| TASK GOAL |
Copy out the stretch of the comment on UK immigration from "Recent waves of" through "in their position.", switching "numeracy" to "arithmetic".

It proves what was always obvious to anyone who looked at it, that high net immigration was temporary, especially the peak post covid and the special scheme for Ukrainians.
Levels of EU vs non-EU immigration has been a particular subject of interest for the UK before and after Brexit.
And note also that the UK and EU share high-quality education systems, Western Judeo-Christian culture and Western-aligned geopolitics.
Recent waves of immigration from countries in the Middle East and North Africa are importing wholly different culture, geopolitics, and crucially, we are importing from countries with measurably lower standard of literacy and numeracy.
These are objective facts, and they are not criticisms or judgements on the character of those who are migrating.
I would make exactly the same choices as our Pakistani, Somali and Eritrean friends, if I were in their position.
Half of Europe's cultural development was initiated by Muslims and the Renaissance started with Muslim scholars in Islamic Spain, which was Islamic for the lion's share of a millennium, leading to the hilarious fact that a state in the New World settled by Spanish-speaking settlers gets the "Calif" in its name from the muslim term for a leader due to it being so totally embedded in culture. But OK, yeah. Judeo-Christian.
The roots of the renaissance were established much, much earlier in Islamic Spain. It is essentially forgotten history (and largely systematically erased history, at that)
Track down a copy of Bettany Hughes’ “When The Moors Ruled In Europe”. I think it is on Youtube. It is long but exceptionally clearly presented.
Put simply, were it not for the Reconquista, what we understand as the renaissance would be very clearly perceived as Islamic in origin.

| GIVEN MATERIAL |
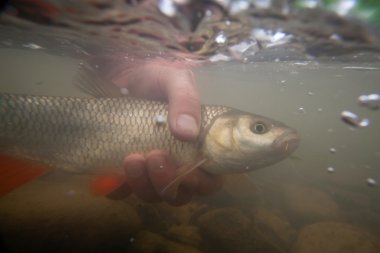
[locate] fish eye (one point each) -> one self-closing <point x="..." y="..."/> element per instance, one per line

| SOLUTION TO THE PROBLEM |
Recent waves of immigration from countries in the Middle East and North Africa are importing wholly different culture, geopolitics, and crucially, we are importing from countries with measurably lower standard of literacy and arithmetic.
These are objective facts, and they are not criticisms or judgements on the character of those who are migrating.
I would make exactly the same choices as our Pakistani, Somali and Eritrean friends, if I were in their position.